[Recorded data Boundary: Start]
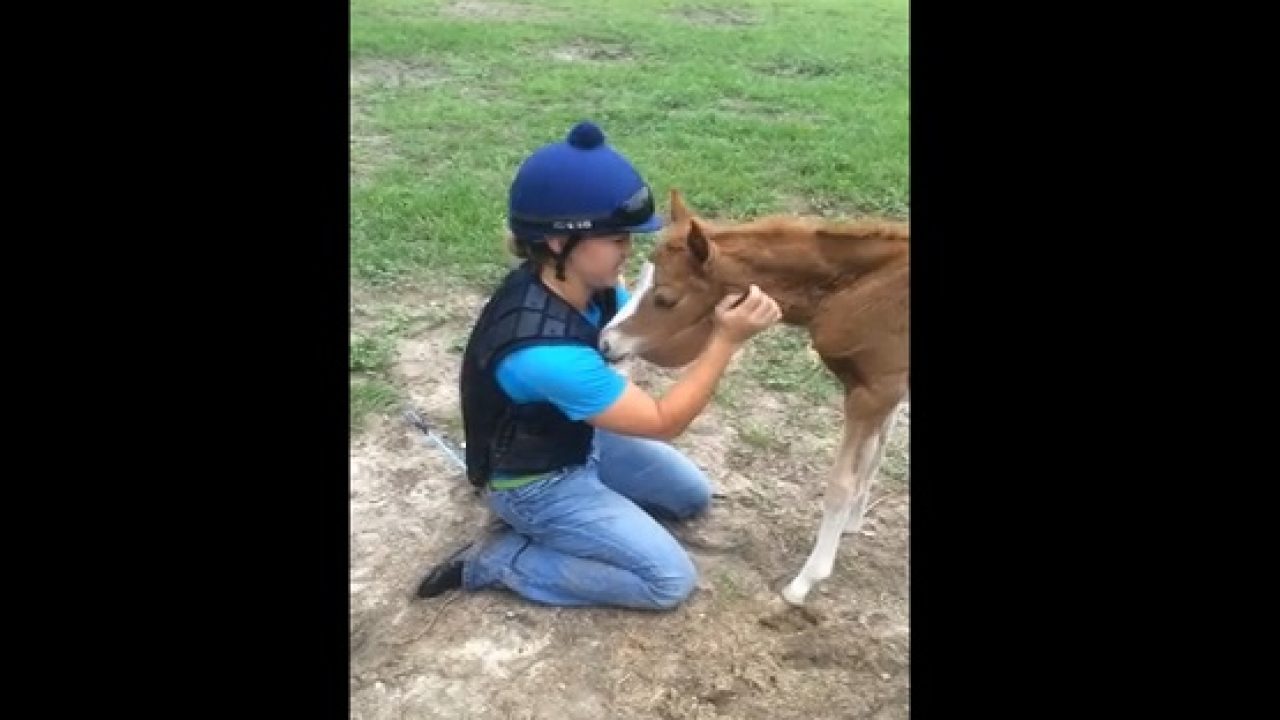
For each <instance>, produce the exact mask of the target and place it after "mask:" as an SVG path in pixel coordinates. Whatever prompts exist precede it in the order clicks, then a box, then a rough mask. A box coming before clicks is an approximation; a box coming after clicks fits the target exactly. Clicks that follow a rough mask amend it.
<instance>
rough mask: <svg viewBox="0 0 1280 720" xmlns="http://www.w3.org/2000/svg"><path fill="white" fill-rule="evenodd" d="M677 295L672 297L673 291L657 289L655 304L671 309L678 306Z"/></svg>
mask: <svg viewBox="0 0 1280 720" xmlns="http://www.w3.org/2000/svg"><path fill="white" fill-rule="evenodd" d="M676 300H677V299H676V297H672V295H671V292H668V291H666V290H655V291H654V292H653V304H654V305H655V306H657V307H660V309H663V310H669V309H672V307H675V306H676Z"/></svg>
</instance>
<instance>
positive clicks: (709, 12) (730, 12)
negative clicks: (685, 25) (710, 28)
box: [672, 6, 760, 27]
mask: <svg viewBox="0 0 1280 720" xmlns="http://www.w3.org/2000/svg"><path fill="white" fill-rule="evenodd" d="M672 17H675V18H677V19H681V20H684V22H686V23H690V24H696V26H730V27H741V26H754V24H759V22H760V19H759V18H758V17H756V15H755V13H753V12H751V10H748V9H744V8H696V6H695V8H682V9H680V10H677V12H676V13H673V15H672Z"/></svg>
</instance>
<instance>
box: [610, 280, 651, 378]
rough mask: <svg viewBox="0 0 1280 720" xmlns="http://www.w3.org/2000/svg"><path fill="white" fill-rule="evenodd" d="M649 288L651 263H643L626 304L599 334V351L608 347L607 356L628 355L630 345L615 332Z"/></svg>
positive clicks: (622, 336) (629, 352) (617, 333)
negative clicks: (599, 340) (607, 353)
mask: <svg viewBox="0 0 1280 720" xmlns="http://www.w3.org/2000/svg"><path fill="white" fill-rule="evenodd" d="M650 287H653V263H645V264H644V266H643V268H640V278H639V279H636V283H635V286H632V287H631V297H630V299H628V300H627V304H626V305H623V306H622V307H618V313H617V314H616V315H614V316H613V319H612V320H609V324H607V325H604V329H603V331H602V332H600V350H604V348H605V347H608V348H609V355H611V356H614V357H618V356H622V355H628V354H630V346H631V345H632V343H631V342H627V340H628V338H625V337H623V336H622V334H621V333H620V332H618V331H617V327H618V325H620V324H621V323H623V322H625V320H626V319H627V318H630V316H631V315H634V314H635V311H636V309H637V307H639V306H640V300H641V299H643V297H644V295H645V293H646V292H649V288H650Z"/></svg>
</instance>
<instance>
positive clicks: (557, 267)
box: [548, 233, 582, 282]
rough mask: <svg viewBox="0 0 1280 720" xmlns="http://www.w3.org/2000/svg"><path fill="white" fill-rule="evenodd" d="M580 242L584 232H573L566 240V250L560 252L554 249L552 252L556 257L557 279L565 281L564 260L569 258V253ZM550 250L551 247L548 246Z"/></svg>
mask: <svg viewBox="0 0 1280 720" xmlns="http://www.w3.org/2000/svg"><path fill="white" fill-rule="evenodd" d="M579 242H582V233H571V234H570V236H568V240H566V241H564V250H561V251H559V252H556V251H554V250H552V254H553V256H554V258H556V279H558V281H561V282H564V261H566V260H568V254H570V252H572V251H573V249H575V247H577V243H579ZM548 250H550V249H549V247H548Z"/></svg>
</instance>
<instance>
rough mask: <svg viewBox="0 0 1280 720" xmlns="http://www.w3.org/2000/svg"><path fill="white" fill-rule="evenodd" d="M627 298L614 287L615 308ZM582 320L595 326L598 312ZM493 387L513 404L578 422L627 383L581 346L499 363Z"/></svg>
mask: <svg viewBox="0 0 1280 720" xmlns="http://www.w3.org/2000/svg"><path fill="white" fill-rule="evenodd" d="M628 297H630V295H628V293H627V291H626V288H623V287H622V286H618V287H617V299H618V307H622V306H623V305H626V304H627V299H628ZM584 316H585V318H586V319H588V322H590V323H591V324H593V325H595V327H599V325H600V307H599V306H598V305H595V304H594V302H593V304H590V305H588V307H586V313H584ZM497 378H498V386H499V387H502V389H503V392H506V393H507V395H508V396H509V397H511V398H512V400H513V401H516V402H540V401H547V402H550V404H552V405H554V406H556V407H558V409H559V410H561V413H564V415H566V416H568V419H570V420H575V421H576V420H582V419H584V418H590V416H593V415H598V414H600V413H603V411H604V410H607V409H608V407H609V406H611V405H613V404H614V402H616V401H617V400H618V397H621V396H622V391H625V389H626V387H627V380H626V378H623V377H622V375H621V374H620V373H618V372H617V370H614V369H613V368H611V366H609V365H608V363H605V361H604V357H603V356H600V354H599V352H598V351H596V350H595V348H591V347H586V346H582V345H543V346H536V345H535V346H532V347H525V348H522V350H517V351H516V352H512V354H511V355H508V356H506V357H503V360H502V363H499V364H498V369H497Z"/></svg>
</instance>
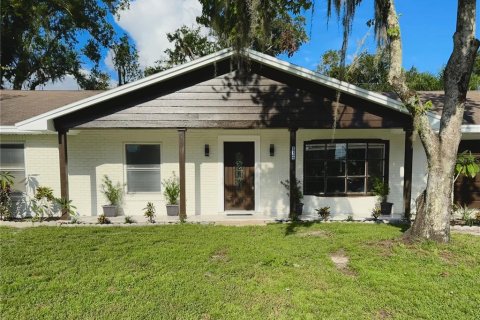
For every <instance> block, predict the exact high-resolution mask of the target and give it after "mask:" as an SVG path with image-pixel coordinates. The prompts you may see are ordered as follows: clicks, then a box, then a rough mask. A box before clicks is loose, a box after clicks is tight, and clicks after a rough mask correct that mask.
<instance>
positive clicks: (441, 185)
mask: <svg viewBox="0 0 480 320" xmlns="http://www.w3.org/2000/svg"><path fill="white" fill-rule="evenodd" d="M387 8H388V13H387V14H388V16H387V32H386V33H387V34H388V40H389V49H390V61H391V66H390V70H389V75H388V79H389V82H390V84H391V85H392V87H393V88H394V90H395V92H396V93H397V94H398V95H399V97H400V99H401V100H402V102H403V103H404V105H405V106H406V107H407V109H408V110H409V111H410V113H411V114H412V116H413V123H414V127H415V129H416V131H417V133H418V135H419V137H420V140H421V141H422V144H423V147H424V149H425V153H426V156H427V162H428V180H427V188H426V191H425V199H424V200H425V201H424V205H423V206H422V207H421V208H417V212H416V217H415V221H414V223H413V225H412V227H411V228H410V229H409V230H408V232H407V233H406V236H407V237H413V238H423V239H431V240H434V241H438V242H448V241H449V240H450V215H451V211H452V182H453V173H454V167H455V161H456V157H457V151H458V145H459V143H460V139H461V125H462V121H463V112H464V108H465V101H466V96H467V89H468V83H469V81H470V76H471V73H472V68H473V64H474V60H475V56H476V53H477V50H478V47H479V41H478V40H477V39H475V19H476V0H459V1H458V12H457V26H456V32H455V34H454V37H453V39H454V46H453V52H452V54H451V56H450V59H449V61H448V64H447V67H446V69H445V76H444V79H445V80H444V81H445V85H444V86H445V101H444V106H443V111H442V117H441V120H440V128H439V131H438V133H437V132H435V131H434V130H433V128H432V127H431V125H430V121H429V118H428V112H429V108H428V104H426V103H425V104H424V103H423V102H422V101H421V100H420V99H419V97H418V95H417V93H416V92H414V91H411V90H409V88H408V87H407V85H406V81H405V75H404V73H403V71H402V46H401V39H400V25H399V23H398V18H397V14H396V10H395V6H394V4H393V0H389V1H388V6H387ZM418 209H421V210H418Z"/></svg>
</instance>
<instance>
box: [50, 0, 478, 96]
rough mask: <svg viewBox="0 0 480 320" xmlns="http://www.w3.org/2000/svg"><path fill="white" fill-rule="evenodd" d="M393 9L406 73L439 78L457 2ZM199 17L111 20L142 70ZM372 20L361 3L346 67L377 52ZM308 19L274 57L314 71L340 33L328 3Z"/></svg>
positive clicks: (136, 5) (433, 2) (168, 8)
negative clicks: (347, 64) (302, 33)
mask: <svg viewBox="0 0 480 320" xmlns="http://www.w3.org/2000/svg"><path fill="white" fill-rule="evenodd" d="M396 6H397V12H398V13H399V15H400V26H401V32H402V41H403V59H404V60H403V65H404V67H405V68H406V69H410V68H411V67H412V66H415V67H416V68H417V69H419V70H420V71H428V72H431V73H437V72H438V71H439V70H441V68H442V67H443V66H444V65H445V64H446V63H447V61H448V57H449V56H450V53H451V50H452V48H453V41H452V36H453V32H454V31H455V22H456V6H457V1H454V0H397V1H396ZM200 13H201V5H200V3H199V2H198V0H175V1H172V0H132V3H131V4H130V8H129V10H128V11H124V12H122V13H121V14H120V19H117V18H113V17H111V19H112V22H113V24H114V27H115V29H116V31H117V32H118V33H119V34H122V33H127V34H128V35H129V36H130V37H131V38H132V40H133V42H134V43H135V45H136V47H137V50H138V53H139V58H140V61H139V62H140V65H141V66H142V67H146V66H150V65H153V64H154V62H155V61H156V60H159V59H160V58H161V57H162V54H163V51H164V50H165V49H167V48H169V47H170V43H169V42H168V40H167V37H166V33H167V32H173V31H175V30H176V29H177V28H179V27H180V26H182V25H187V26H194V25H195V17H197V16H198V15H200ZM372 15H373V0H363V2H362V5H361V6H360V7H359V8H358V10H357V13H356V18H355V21H354V24H353V32H352V35H351V37H350V39H349V50H348V52H347V62H348V61H349V60H351V59H352V57H354V56H355V54H356V53H359V52H362V51H365V50H367V51H369V52H374V51H375V38H374V34H373V28H369V27H367V25H366V22H367V21H368V20H369V19H371V18H372ZM306 17H307V32H308V34H309V35H310V40H309V42H307V43H306V44H304V45H302V46H301V47H300V49H299V50H298V51H297V52H296V53H295V54H294V55H293V56H292V57H287V56H286V55H280V56H278V57H279V58H280V59H282V60H285V61H288V62H291V63H294V64H296V65H299V66H302V67H305V68H308V69H312V70H315V69H316V66H317V64H318V63H319V61H320V60H321V56H322V54H323V53H324V52H325V51H327V50H330V49H337V50H338V49H340V47H341V44H342V28H341V26H340V25H339V24H338V23H337V19H336V17H332V18H331V19H330V21H329V23H328V25H327V19H326V0H317V1H316V5H315V13H314V15H313V17H312V15H311V14H310V12H308V13H307V14H306ZM478 20H479V16H478V15H477V22H478ZM477 29H478V28H477ZM478 37H479V32H478V31H477V38H478ZM102 65H103V67H104V68H105V70H108V71H109V72H110V74H111V76H112V77H113V78H115V76H116V75H115V72H114V71H113V64H112V60H111V53H110V52H107V51H105V52H104V59H103V62H102ZM113 83H114V82H112V84H113ZM44 89H59V90H61V89H78V85H77V84H76V82H75V80H74V79H73V78H72V77H68V76H67V77H66V78H65V80H64V81H62V82H59V83H55V84H48V85H46V86H45V87H44Z"/></svg>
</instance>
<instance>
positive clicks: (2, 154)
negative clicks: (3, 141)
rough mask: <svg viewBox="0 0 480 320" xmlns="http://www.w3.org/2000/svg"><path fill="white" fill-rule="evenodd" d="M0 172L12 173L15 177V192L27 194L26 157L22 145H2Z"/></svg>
mask: <svg viewBox="0 0 480 320" xmlns="http://www.w3.org/2000/svg"><path fill="white" fill-rule="evenodd" d="M0 171H1V172H10V174H11V175H12V176H13V177H14V184H13V191H14V192H25V190H26V188H25V183H26V181H25V180H26V179H25V178H26V176H25V155H24V147H23V144H22V143H5V144H0Z"/></svg>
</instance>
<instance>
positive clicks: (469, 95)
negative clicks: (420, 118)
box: [383, 91, 480, 125]
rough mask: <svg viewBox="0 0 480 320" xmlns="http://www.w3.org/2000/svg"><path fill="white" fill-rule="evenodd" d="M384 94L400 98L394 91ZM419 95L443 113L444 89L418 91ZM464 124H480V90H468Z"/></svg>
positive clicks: (421, 97) (424, 99)
mask: <svg viewBox="0 0 480 320" xmlns="http://www.w3.org/2000/svg"><path fill="white" fill-rule="evenodd" d="M383 94H384V95H386V96H387V97H389V98H392V99H397V100H398V96H397V95H396V94H394V93H383ZM418 95H419V96H420V99H421V100H422V101H423V102H426V101H428V100H431V101H432V102H433V107H434V109H433V110H432V111H434V112H436V113H437V114H441V112H442V109H443V102H444V95H445V93H444V92H443V91H418ZM463 124H478V125H480V91H468V93H467V103H466V105H465V113H464V114H463Z"/></svg>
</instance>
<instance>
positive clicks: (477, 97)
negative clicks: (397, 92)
[Recorded data Boundary: End]
§ Exercise details: The answer should contain nothing but the lines from the top of the data above through the line containing "negative clicks: (685, 25) (710, 28)", copied exactly, with no images.

§ Task answer:
For each <instance>, produce the exact mask of the target and place it after "mask:" as an SVG path in pixel coordinates. Whatever prompts exist precede it in the order clicks, then a box, then a rough mask. A box coming before clicks is an approximation; a box coming after clicks fits the target exactly. Clicks that follow a rough mask amend it.
<instance>
rough mask: <svg viewBox="0 0 1280 720" xmlns="http://www.w3.org/2000/svg"><path fill="white" fill-rule="evenodd" d="M677 295L672 297L673 291L657 289L655 304L671 309L678 306Z"/></svg>
mask: <svg viewBox="0 0 1280 720" xmlns="http://www.w3.org/2000/svg"><path fill="white" fill-rule="evenodd" d="M676 300H677V299H676V297H672V295H671V292H668V291H666V290H655V291H654V292H653V304H654V305H655V306H657V307H660V309H663V310H669V309H672V307H675V306H676Z"/></svg>
</instance>
<instance>
positive clicks: (709, 12) (730, 12)
negative clicks: (685, 25) (710, 28)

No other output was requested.